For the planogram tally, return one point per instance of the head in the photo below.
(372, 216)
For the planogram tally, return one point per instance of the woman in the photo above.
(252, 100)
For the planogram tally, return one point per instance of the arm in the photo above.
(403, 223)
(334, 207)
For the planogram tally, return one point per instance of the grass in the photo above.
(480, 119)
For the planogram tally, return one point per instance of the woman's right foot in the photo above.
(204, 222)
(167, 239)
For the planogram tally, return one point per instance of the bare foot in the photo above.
********************
Выведите весь листинг выше строка в строку, ничего не меняя.

▶ **ПОЛНЫЙ ВЫВОД**
For the planogram tally, return one point per instance of the head in the photo below.
(372, 216)
For the planogram tally, return one point per instance of the woman in the photo above.
(252, 100)
For the planogram tally, return one point per instance of the arm in the photo above.
(403, 223)
(334, 207)
For the planogram tally, return one point per instance of the grass in the photo above.
(480, 119)
For the planogram tally, return one point per instance of the woman's right foot in the photo above.
(204, 222)
(167, 239)
For the planogram tally, return one point per instance of the bare foot in the photo above.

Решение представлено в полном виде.